= Exercise requirements =
Find the line containing "In this exercise you will mark every instance of the gabled". Return it and every line after it, unchanged, up to and including the last line.

Point annotation records:
****************

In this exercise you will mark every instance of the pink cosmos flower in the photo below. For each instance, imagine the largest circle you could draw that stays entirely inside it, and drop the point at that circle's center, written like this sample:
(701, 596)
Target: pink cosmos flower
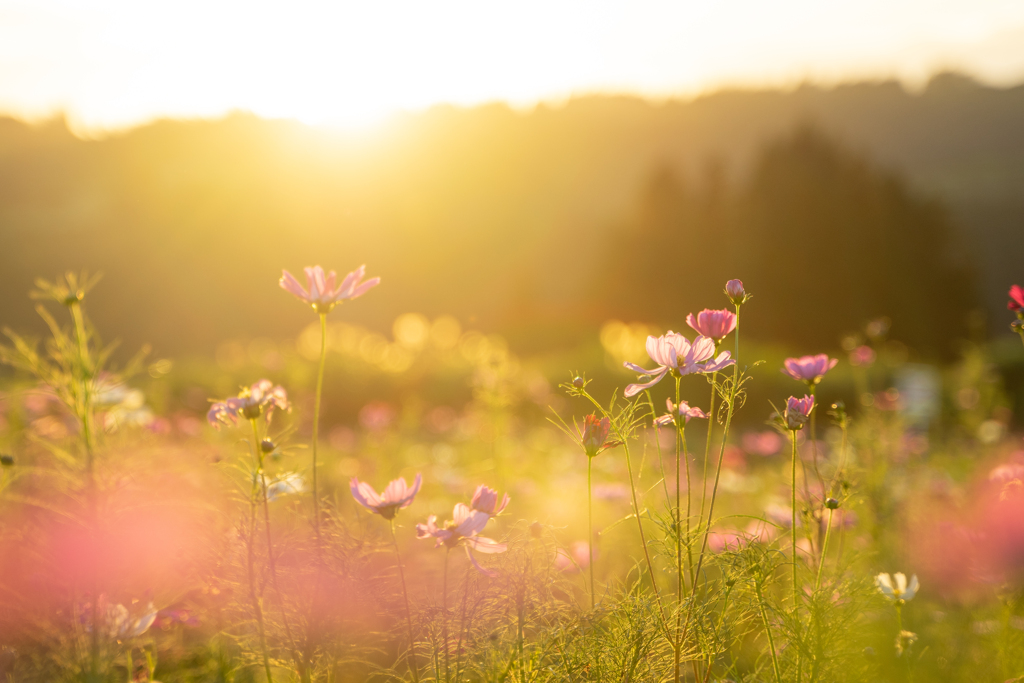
(714, 324)
(684, 411)
(594, 435)
(1016, 302)
(323, 295)
(462, 529)
(862, 356)
(251, 402)
(673, 352)
(734, 290)
(798, 412)
(485, 500)
(396, 496)
(809, 369)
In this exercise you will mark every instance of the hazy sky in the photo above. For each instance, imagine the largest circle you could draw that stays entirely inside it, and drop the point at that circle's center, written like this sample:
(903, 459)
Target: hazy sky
(113, 62)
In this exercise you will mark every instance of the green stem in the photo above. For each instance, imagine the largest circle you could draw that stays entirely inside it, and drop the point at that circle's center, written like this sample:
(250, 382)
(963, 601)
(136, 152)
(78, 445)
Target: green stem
(824, 549)
(771, 639)
(714, 494)
(316, 402)
(409, 617)
(590, 529)
(448, 670)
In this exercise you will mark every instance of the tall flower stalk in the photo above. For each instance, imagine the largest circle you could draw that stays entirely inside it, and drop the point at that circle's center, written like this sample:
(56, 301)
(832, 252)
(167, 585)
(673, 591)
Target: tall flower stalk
(322, 294)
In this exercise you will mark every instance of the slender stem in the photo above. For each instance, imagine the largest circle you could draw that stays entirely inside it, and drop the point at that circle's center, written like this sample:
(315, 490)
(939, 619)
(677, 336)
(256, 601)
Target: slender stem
(271, 560)
(316, 401)
(448, 670)
(718, 475)
(771, 639)
(636, 510)
(590, 529)
(711, 429)
(824, 549)
(257, 610)
(409, 616)
(793, 527)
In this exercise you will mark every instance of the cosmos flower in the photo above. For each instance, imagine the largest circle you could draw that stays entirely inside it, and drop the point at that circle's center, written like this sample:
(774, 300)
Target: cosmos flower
(734, 290)
(674, 352)
(714, 324)
(683, 411)
(798, 411)
(485, 500)
(260, 398)
(809, 369)
(323, 295)
(901, 591)
(463, 529)
(396, 496)
(594, 435)
(1016, 302)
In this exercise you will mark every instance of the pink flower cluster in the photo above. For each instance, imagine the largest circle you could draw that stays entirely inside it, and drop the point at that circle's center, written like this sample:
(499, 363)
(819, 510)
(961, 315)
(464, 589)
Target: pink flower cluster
(260, 398)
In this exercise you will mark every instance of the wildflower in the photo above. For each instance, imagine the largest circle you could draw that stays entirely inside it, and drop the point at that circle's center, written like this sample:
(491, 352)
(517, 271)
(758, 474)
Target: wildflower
(322, 294)
(901, 591)
(683, 410)
(674, 352)
(1016, 302)
(285, 484)
(734, 290)
(862, 356)
(463, 529)
(251, 402)
(594, 435)
(714, 324)
(396, 496)
(485, 500)
(798, 411)
(809, 369)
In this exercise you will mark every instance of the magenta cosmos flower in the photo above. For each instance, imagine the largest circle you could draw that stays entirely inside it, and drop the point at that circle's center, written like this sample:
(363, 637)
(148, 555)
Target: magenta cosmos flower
(809, 369)
(798, 411)
(260, 398)
(396, 496)
(714, 324)
(673, 352)
(463, 528)
(1016, 302)
(323, 295)
(684, 411)
(485, 501)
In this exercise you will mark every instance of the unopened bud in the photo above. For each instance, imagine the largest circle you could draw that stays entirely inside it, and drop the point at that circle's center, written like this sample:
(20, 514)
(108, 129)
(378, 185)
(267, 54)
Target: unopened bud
(734, 290)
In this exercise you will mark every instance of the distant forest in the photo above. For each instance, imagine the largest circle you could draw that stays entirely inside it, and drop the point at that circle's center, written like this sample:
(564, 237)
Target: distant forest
(835, 205)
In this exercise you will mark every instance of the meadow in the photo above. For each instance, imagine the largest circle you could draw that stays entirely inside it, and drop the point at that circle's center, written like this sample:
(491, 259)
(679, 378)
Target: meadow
(428, 506)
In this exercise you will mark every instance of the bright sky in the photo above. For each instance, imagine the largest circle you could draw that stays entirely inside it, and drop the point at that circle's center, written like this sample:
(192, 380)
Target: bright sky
(114, 62)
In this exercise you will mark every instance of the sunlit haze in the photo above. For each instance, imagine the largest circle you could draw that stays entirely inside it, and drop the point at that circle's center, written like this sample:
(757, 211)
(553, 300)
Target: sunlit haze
(114, 62)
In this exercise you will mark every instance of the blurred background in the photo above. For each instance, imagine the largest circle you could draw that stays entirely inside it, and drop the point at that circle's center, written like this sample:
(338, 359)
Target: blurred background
(531, 172)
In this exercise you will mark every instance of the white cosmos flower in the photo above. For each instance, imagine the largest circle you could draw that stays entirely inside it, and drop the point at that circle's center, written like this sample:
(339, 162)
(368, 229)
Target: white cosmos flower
(900, 590)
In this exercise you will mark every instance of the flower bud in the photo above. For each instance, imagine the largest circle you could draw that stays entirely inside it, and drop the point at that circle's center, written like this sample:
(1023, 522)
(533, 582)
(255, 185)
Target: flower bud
(734, 290)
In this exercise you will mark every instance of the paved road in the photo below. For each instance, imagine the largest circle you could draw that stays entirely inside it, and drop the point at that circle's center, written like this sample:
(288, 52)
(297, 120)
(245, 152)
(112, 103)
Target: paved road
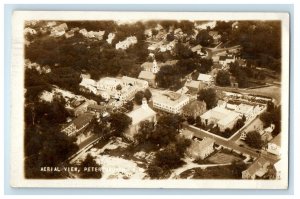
(230, 144)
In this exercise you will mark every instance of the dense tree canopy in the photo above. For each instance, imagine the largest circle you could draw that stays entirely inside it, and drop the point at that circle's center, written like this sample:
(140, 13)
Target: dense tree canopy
(209, 96)
(253, 139)
(119, 122)
(223, 78)
(88, 168)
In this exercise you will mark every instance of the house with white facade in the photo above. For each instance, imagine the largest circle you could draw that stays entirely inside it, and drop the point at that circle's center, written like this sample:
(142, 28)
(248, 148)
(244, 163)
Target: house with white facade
(78, 125)
(205, 78)
(143, 113)
(220, 116)
(59, 30)
(170, 102)
(257, 170)
(88, 85)
(108, 84)
(126, 43)
(227, 59)
(201, 149)
(130, 81)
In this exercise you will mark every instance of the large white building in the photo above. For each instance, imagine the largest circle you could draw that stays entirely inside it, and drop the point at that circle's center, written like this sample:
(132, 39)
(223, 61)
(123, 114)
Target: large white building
(108, 84)
(207, 79)
(143, 113)
(223, 117)
(130, 81)
(88, 85)
(126, 43)
(170, 102)
(201, 149)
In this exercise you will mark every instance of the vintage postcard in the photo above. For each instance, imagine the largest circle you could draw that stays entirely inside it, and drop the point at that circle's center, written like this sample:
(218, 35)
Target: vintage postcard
(150, 100)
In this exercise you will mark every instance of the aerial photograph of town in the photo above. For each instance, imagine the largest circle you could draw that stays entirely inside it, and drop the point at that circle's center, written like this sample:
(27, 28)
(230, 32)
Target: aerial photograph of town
(152, 99)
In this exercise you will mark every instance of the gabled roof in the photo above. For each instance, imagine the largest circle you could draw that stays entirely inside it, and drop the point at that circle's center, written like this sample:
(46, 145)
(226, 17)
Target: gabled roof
(204, 77)
(257, 166)
(140, 114)
(196, 48)
(195, 105)
(146, 75)
(192, 84)
(200, 145)
(82, 120)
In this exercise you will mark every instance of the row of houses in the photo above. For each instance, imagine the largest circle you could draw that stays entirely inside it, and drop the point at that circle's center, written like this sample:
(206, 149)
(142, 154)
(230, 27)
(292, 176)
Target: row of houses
(122, 89)
(225, 115)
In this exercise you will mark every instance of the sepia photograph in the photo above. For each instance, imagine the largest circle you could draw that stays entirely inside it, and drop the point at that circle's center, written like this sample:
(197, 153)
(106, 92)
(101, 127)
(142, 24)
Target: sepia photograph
(150, 100)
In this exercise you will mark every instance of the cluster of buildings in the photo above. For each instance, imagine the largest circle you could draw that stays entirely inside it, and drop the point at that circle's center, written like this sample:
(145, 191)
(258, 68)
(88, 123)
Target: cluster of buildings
(92, 34)
(225, 115)
(200, 149)
(120, 89)
(126, 43)
(170, 102)
(143, 113)
(40, 69)
(150, 69)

****************

= Reply =
In this exercise you will mark every instance of the gabled roof in the photo above. For each instance, imagine the largest circle you could draw that stays entirely inside it, and drop the point at that circle's center, written like this sample:
(46, 145)
(226, 17)
Target: gabled roof
(204, 77)
(257, 166)
(140, 114)
(196, 48)
(195, 105)
(146, 75)
(192, 84)
(200, 145)
(82, 120)
In this exercise you will mark every instance of the row of houses in the photo above. For each instance, imagine the largest circle you could draw that stays entirely inside it, and drop the point at that circle's center, written like this sample:
(206, 149)
(142, 154)
(230, 27)
(292, 176)
Target: row of houses
(122, 89)
(225, 115)
In this exercise you will mark every instance of the sepia photograph in the photo above. For each instance, imagine the largest circle you could draw that stays entirely inside it, and drop the point at that circle's center, written like this sample:
(197, 153)
(106, 92)
(101, 127)
(142, 24)
Target: sepia photograph
(150, 100)
In this exercise you will mark every instance of the cluster of buildings in the photo above. For each instance, imagine the largest circle you could draw that stays entirely inside it, and drop the point at that circle's center, written like this sample:
(145, 191)
(258, 68)
(88, 123)
Target: cluster of buildings
(92, 34)
(225, 115)
(200, 149)
(120, 89)
(126, 43)
(170, 102)
(143, 113)
(40, 69)
(150, 69)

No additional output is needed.